Source passage
────────

Chapel Hill Police station, 828 Martin Luther King Jr Blvd, Chapel Hill

In May 2014, the Town of Chapel Hill informed the public that a coal ash landfill was found to be located on the site of the Chapel Hill Police Building. For more than a decade in the 1960s and ’70s, this property was used as a burial pit for coal ash. The coal ash in this unlined landfill contains known hazardous substances, including heavy metals that have leached out into the environment and will continue to do so.

The discovery of the coal ash deposit was likely made during a 2013-14 review of town property launched by the staff when considering the sale of town assets. The presence of the coal ash waste undoubtedly complicates the decision to sell the property. Whatever the town decides to do about the location of a new police station, we would expect that our Town will clean up the site. Chapel Hill residents deserve no less.

In a May 2014 letter to Mayor Kleinschmidt, Friends of Bolin Creek urged the Town to clean up the large coal ash dump and not to allow the coal ash to remain in an unlined pit in the center of town. Here is topographical map showing the location of the coal deposit.

The Town hired a consultant Falcon Engineering to make tests and to report to the North Carolina Department of the Environmental Quality (DEQ). Soil samples taken on the site by Falcon in early 2014 identified elevated levels of coal ash metals in the ground water such as arsenic, mercury, chromium, lead, thallium, and other dangerous pollutants. Well test results have been mixed at a new set of well locations, where the counsultant used filtered samples without finding high levels of dissolved coal ash pollutants.

────────

Collection entries:
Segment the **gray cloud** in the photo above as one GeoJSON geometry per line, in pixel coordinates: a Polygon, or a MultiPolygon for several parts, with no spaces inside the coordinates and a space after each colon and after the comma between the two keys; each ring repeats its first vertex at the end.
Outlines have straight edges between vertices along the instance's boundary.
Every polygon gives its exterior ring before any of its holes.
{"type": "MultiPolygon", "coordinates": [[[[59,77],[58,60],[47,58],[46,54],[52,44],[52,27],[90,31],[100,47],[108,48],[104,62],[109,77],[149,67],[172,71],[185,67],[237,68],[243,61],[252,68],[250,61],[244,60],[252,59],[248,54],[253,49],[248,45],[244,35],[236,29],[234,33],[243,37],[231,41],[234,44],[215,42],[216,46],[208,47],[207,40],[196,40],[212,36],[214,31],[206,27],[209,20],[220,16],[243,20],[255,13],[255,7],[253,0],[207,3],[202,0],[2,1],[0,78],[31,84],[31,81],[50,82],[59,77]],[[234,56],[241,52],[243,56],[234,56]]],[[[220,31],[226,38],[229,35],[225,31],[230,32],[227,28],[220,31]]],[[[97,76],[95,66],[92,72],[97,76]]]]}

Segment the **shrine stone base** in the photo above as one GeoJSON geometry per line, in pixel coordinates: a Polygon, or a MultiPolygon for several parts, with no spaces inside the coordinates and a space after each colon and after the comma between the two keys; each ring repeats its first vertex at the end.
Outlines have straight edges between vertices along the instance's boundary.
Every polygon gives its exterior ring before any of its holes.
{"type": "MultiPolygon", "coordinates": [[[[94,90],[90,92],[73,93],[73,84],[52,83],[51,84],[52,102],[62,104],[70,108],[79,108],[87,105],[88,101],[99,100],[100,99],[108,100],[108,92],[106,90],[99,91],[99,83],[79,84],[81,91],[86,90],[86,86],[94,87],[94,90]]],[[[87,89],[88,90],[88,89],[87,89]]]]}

────────

Do this
Please name the consulting firm the Town hired to test the site, according to the coal ash passage.

Solution to this task
Falcon Engineering